> [Exercise prompt]
Copy the lines below, please, starting with the one that contains "woman in rice" and ending with the last. Pictures stay out.

==============================

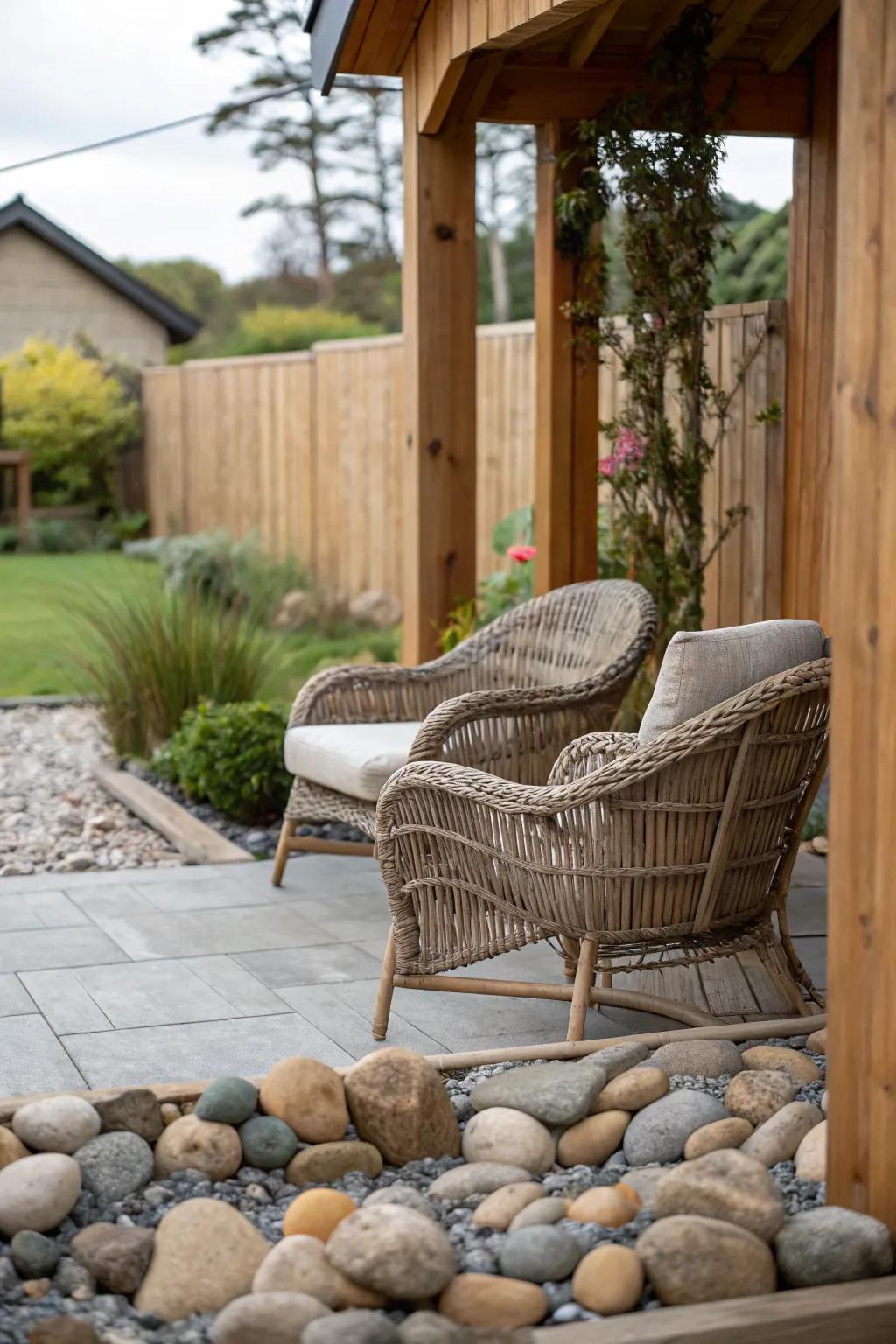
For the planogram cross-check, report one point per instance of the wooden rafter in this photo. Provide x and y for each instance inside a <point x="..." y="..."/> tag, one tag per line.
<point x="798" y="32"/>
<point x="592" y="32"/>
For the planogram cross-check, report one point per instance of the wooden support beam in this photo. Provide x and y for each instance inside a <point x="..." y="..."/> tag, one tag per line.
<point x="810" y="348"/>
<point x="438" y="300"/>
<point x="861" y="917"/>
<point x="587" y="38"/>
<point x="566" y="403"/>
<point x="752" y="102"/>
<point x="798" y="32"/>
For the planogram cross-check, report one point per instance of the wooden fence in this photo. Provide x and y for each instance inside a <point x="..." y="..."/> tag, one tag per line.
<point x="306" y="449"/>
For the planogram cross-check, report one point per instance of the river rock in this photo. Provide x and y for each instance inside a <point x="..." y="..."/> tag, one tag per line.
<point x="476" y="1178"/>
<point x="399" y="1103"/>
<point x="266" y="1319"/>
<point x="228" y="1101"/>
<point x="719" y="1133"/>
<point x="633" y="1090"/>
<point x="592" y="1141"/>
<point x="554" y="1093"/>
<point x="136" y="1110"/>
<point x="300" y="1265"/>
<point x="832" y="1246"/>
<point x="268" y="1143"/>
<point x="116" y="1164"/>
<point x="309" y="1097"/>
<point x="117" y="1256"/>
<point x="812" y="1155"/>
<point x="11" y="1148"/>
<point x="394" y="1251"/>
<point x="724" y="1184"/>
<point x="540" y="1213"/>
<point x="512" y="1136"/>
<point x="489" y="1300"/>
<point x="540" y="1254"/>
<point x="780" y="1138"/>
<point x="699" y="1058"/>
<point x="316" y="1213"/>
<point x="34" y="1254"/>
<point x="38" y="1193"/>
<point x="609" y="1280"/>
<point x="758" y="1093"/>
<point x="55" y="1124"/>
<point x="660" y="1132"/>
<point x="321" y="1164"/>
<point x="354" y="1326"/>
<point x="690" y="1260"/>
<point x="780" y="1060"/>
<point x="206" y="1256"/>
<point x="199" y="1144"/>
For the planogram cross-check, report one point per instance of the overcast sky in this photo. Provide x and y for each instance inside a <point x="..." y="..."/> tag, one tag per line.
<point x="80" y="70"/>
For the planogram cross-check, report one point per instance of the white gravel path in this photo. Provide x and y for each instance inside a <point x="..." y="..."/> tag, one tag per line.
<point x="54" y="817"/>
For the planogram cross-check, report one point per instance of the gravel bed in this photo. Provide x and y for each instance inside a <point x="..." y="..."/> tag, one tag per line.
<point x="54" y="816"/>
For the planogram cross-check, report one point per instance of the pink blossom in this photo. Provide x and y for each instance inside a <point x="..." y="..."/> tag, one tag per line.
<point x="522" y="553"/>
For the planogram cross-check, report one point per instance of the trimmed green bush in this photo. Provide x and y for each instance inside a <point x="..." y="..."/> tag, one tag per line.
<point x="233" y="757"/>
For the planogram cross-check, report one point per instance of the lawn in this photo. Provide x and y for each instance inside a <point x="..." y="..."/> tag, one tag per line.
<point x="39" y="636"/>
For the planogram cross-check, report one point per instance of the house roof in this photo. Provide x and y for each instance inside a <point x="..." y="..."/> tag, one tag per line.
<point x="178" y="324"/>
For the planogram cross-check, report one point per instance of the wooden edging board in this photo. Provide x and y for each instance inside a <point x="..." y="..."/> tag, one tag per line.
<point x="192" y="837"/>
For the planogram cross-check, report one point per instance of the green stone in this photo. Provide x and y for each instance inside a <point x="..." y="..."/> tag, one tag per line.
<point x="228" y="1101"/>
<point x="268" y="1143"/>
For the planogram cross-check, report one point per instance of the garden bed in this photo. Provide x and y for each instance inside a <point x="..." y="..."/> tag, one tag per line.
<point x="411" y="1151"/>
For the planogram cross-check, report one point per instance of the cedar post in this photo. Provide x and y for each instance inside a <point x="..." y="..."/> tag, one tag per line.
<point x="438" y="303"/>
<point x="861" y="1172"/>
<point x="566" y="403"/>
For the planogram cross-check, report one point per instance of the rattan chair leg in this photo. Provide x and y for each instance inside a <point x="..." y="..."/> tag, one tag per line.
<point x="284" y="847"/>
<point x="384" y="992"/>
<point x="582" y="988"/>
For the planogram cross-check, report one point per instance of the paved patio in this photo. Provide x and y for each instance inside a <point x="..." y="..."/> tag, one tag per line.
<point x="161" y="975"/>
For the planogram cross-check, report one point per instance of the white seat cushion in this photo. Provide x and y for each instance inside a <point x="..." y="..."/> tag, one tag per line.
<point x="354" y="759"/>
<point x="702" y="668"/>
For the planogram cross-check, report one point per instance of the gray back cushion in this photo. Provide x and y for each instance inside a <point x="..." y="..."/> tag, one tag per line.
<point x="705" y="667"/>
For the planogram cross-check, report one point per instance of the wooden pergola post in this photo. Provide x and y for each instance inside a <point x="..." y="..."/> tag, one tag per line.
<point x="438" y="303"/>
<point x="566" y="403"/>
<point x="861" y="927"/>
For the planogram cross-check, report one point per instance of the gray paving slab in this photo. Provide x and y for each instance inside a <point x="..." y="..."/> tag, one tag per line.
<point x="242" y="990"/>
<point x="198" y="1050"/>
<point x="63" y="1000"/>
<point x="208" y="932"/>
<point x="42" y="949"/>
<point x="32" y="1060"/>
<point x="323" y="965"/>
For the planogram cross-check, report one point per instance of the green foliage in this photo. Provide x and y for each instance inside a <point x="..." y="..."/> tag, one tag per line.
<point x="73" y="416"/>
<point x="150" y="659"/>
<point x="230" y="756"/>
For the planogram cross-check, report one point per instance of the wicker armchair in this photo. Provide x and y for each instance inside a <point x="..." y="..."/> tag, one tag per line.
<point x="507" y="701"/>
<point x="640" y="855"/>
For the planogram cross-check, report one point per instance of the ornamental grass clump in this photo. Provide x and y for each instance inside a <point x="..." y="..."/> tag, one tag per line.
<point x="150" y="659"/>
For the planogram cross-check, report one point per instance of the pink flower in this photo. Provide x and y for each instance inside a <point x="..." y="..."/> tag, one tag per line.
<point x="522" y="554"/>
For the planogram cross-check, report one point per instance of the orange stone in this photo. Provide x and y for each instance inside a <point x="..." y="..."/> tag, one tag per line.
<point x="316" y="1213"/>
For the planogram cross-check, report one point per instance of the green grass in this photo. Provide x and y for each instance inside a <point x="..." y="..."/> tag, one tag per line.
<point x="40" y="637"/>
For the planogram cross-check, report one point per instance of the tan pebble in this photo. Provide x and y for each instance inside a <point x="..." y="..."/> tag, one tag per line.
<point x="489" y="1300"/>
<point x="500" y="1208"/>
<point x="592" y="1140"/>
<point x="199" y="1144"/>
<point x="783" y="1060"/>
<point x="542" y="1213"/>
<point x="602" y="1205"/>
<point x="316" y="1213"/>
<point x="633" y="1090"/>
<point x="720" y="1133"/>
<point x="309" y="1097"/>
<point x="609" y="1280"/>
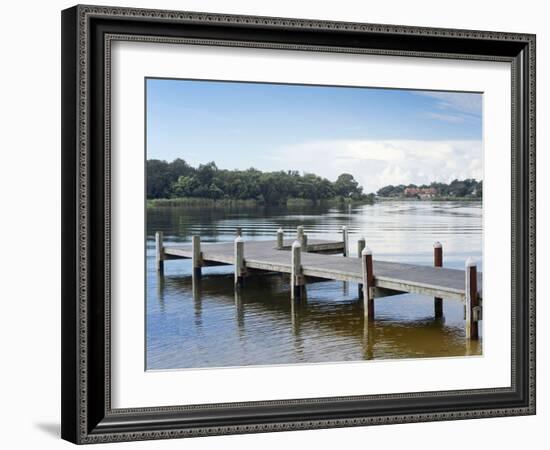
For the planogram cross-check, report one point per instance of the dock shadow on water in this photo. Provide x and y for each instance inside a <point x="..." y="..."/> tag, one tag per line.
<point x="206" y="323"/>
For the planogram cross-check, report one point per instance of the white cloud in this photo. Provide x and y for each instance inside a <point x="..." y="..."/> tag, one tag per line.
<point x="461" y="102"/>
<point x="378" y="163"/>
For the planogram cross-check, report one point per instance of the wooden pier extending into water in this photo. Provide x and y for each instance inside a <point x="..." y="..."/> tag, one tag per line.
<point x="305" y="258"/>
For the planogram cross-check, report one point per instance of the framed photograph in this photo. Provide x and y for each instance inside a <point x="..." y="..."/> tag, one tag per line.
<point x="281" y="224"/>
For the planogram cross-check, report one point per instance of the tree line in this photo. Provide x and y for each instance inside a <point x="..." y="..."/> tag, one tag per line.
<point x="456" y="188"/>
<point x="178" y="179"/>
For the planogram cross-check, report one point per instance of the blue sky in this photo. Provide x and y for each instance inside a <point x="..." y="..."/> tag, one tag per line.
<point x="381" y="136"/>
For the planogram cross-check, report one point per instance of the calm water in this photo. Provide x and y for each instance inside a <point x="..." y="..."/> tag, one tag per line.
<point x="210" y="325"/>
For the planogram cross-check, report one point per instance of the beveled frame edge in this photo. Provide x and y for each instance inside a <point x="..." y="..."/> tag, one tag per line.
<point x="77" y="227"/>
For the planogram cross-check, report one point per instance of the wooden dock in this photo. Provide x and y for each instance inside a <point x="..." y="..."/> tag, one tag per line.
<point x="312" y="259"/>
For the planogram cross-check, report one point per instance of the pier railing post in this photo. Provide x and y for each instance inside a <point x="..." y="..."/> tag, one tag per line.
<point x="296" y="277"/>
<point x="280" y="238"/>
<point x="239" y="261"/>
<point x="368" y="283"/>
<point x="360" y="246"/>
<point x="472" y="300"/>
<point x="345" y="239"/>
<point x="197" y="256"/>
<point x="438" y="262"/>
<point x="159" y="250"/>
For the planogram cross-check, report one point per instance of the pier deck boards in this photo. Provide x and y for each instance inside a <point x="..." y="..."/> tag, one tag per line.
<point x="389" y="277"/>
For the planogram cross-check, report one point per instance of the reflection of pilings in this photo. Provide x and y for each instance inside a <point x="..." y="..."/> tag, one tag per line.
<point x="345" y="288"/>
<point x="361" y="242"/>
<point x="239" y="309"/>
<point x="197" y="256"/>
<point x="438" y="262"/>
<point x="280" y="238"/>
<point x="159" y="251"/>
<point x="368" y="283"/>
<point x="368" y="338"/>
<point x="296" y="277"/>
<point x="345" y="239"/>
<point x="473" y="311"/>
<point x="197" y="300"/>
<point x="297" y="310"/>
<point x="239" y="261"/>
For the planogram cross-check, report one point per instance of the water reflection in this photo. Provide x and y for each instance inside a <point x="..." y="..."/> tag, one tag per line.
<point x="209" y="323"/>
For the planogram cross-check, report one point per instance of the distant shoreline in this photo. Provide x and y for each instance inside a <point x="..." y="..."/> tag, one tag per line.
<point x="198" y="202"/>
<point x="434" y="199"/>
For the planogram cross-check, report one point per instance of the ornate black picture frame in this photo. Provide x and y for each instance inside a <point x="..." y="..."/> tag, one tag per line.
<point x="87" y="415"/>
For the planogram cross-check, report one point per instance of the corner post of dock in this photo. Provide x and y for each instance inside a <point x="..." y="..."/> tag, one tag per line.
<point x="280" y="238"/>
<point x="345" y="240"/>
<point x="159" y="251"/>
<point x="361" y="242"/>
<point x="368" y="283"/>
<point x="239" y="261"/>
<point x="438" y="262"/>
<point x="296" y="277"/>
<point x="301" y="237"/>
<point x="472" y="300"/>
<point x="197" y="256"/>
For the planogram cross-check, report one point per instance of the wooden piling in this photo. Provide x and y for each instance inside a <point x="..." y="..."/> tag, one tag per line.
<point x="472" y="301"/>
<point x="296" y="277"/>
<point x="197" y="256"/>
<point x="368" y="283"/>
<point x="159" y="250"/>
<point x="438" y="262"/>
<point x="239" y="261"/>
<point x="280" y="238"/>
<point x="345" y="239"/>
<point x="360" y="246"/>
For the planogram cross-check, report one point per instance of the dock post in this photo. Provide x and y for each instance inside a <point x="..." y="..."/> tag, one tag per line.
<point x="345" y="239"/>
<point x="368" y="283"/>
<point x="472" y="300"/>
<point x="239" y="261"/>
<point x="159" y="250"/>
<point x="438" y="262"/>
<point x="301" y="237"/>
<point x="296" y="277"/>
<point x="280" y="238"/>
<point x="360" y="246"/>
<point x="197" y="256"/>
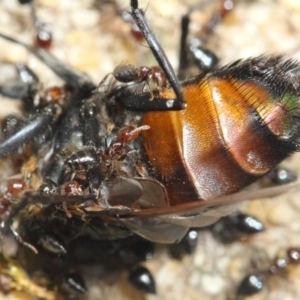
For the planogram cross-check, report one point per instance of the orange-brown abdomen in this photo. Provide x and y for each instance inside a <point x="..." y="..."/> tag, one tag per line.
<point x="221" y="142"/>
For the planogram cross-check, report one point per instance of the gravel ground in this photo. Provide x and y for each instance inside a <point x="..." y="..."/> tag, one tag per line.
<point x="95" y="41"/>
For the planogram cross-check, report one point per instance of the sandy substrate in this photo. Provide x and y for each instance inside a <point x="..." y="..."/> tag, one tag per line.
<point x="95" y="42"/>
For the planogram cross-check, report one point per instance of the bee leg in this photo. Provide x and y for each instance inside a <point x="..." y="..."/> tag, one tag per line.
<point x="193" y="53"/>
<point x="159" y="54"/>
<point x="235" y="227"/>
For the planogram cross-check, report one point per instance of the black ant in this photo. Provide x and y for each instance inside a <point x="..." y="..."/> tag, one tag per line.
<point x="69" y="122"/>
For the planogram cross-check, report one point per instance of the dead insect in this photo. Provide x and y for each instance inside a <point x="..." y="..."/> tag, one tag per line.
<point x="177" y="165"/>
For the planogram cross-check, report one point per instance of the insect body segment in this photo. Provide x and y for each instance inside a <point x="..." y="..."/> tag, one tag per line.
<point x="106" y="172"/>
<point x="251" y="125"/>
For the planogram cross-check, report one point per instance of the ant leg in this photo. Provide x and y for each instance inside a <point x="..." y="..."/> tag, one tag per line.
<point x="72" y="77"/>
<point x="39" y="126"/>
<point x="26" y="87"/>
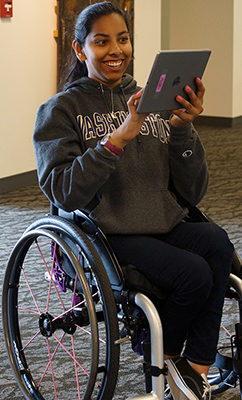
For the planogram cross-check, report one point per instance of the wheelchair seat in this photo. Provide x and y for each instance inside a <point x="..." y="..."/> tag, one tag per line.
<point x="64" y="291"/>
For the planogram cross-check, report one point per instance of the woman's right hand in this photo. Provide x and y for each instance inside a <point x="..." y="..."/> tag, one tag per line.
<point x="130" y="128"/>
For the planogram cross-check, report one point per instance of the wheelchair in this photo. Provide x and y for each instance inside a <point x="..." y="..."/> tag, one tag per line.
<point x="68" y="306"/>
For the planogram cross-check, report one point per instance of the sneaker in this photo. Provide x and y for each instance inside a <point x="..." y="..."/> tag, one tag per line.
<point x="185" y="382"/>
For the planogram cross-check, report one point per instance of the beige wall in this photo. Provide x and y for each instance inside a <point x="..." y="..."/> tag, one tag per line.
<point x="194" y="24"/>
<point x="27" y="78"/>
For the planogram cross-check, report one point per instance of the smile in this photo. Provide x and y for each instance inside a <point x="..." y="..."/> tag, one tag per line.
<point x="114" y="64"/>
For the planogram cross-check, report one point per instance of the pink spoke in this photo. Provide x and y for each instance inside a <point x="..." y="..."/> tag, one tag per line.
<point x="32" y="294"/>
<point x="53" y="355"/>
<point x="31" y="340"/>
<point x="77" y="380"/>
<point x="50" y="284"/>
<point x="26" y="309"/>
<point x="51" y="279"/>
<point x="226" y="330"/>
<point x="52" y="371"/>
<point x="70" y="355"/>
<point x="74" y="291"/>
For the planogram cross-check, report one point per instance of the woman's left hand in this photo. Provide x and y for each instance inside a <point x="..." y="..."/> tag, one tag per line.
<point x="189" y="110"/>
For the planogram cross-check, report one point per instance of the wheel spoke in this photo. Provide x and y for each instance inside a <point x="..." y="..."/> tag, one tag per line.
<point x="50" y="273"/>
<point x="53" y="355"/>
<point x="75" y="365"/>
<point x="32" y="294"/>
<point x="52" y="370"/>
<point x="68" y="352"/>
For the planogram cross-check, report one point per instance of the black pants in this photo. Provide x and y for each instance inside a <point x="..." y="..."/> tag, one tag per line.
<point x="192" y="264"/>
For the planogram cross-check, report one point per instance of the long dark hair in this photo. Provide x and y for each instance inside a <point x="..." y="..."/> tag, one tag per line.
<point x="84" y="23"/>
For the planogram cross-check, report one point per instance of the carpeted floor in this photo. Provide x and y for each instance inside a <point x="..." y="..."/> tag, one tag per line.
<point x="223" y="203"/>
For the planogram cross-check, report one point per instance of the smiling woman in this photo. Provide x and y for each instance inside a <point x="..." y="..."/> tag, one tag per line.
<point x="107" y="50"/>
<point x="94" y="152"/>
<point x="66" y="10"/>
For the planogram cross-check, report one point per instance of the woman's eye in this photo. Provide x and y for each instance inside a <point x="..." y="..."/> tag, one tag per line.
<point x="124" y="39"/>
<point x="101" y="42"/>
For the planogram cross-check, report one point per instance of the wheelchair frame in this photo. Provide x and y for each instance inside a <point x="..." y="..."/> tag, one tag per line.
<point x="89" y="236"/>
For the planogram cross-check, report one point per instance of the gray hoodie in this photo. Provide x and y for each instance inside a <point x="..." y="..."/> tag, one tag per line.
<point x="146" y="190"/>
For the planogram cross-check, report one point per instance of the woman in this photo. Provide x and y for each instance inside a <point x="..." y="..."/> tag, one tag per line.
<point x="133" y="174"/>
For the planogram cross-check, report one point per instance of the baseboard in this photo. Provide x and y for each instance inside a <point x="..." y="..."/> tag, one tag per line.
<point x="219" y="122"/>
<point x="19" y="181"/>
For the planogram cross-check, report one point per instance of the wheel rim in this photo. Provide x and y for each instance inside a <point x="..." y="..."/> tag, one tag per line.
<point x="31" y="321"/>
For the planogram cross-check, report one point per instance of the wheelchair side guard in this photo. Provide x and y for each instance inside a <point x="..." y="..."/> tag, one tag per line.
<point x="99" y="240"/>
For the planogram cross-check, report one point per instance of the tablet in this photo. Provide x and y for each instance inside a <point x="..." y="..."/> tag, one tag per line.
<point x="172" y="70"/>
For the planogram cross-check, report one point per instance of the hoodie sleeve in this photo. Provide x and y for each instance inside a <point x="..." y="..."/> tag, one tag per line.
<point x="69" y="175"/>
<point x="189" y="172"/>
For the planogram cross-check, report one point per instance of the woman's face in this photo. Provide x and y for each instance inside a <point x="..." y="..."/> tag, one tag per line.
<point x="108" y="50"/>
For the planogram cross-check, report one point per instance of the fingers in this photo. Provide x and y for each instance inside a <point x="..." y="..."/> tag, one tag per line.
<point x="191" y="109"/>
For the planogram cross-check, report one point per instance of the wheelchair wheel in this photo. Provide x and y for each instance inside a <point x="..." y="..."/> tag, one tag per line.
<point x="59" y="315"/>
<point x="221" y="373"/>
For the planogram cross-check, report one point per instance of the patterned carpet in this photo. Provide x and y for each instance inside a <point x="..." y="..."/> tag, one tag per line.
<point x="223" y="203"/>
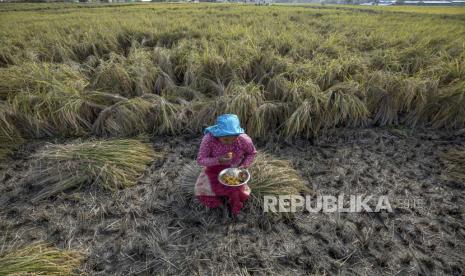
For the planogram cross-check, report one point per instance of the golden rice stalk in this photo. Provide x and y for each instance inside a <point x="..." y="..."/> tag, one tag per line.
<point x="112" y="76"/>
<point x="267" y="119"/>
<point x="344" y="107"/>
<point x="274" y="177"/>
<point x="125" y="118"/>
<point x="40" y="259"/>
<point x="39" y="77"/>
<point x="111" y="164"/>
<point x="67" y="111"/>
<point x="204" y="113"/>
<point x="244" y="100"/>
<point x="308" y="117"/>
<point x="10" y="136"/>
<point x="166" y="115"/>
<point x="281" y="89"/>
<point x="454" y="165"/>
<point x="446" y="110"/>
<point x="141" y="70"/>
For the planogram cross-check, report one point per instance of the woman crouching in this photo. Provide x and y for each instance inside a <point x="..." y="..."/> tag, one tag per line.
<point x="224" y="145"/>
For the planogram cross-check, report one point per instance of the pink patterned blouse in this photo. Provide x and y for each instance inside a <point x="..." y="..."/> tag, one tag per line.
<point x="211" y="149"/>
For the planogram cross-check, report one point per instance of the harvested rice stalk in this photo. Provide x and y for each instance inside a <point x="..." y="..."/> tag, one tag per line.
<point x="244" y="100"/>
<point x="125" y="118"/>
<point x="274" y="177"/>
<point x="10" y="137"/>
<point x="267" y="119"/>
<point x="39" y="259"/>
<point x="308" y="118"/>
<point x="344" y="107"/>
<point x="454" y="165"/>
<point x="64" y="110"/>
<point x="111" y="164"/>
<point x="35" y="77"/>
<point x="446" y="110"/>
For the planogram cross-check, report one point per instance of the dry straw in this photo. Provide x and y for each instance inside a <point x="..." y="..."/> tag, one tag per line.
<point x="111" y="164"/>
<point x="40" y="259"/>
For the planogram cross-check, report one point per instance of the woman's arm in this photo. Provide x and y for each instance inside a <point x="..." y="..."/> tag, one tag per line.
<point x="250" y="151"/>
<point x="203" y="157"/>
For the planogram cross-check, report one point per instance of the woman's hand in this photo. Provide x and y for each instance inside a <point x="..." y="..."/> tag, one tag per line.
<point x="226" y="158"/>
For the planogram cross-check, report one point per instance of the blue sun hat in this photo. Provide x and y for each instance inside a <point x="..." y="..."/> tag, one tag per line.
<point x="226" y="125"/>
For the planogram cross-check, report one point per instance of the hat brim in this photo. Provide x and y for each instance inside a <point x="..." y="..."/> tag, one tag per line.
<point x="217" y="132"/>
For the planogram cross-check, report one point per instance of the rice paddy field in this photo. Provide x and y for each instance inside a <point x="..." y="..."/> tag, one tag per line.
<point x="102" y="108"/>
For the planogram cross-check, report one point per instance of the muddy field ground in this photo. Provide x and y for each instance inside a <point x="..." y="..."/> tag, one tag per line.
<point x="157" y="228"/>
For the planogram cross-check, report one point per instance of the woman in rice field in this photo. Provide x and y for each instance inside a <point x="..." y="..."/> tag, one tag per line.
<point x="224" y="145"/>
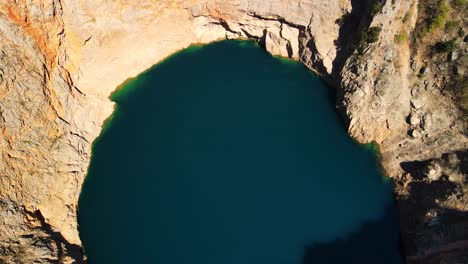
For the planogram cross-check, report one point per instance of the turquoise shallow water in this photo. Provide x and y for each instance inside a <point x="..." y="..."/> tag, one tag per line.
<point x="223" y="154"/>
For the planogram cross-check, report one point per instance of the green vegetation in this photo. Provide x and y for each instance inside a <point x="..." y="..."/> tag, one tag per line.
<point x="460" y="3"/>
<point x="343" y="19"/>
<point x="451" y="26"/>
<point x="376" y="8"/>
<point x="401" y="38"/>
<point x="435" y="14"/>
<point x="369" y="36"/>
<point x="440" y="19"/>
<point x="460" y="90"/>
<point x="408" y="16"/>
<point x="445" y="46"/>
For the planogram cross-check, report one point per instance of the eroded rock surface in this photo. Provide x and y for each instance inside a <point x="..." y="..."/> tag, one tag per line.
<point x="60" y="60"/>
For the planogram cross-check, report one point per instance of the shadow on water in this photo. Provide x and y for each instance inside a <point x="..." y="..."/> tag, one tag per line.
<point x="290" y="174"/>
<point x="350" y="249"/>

==============================

> [Written response]
For the planogram cross-check, report one point per instance of the woman in rice field in this photo. Provide x and y for each instance inside a <point x="..." y="..."/> tag, one tag per line.
<point x="224" y="145"/>
For the planogram cross-check, report one point per instance of the turquoise shallow water in this photo. Provide x and y for each instance inside a <point x="..." y="..."/> tag, one tag per line.
<point x="223" y="154"/>
For the planogram cross-check, report one point per instance of the green vegetation in this photo. Provide x and y for each instance inside a <point x="..." y="..."/> tag, one tag per line.
<point x="460" y="3"/>
<point x="343" y="19"/>
<point x="451" y="26"/>
<point x="376" y="8"/>
<point x="401" y="38"/>
<point x="435" y="14"/>
<point x="369" y="36"/>
<point x="440" y="19"/>
<point x="460" y="90"/>
<point x="408" y="16"/>
<point x="445" y="46"/>
For the planogram cross-check, report one point per instance of the eroded rock surface in this photo. Provide x and y for each instance inside a <point x="..." y="..."/> tag, one tag per line.
<point x="60" y="60"/>
For the planogram cross-check, report one point per instance of the shadow on water in this photo. Provide x and y for each instance inside a <point x="..." y="..."/> tag, one tag per line.
<point x="290" y="174"/>
<point x="350" y="249"/>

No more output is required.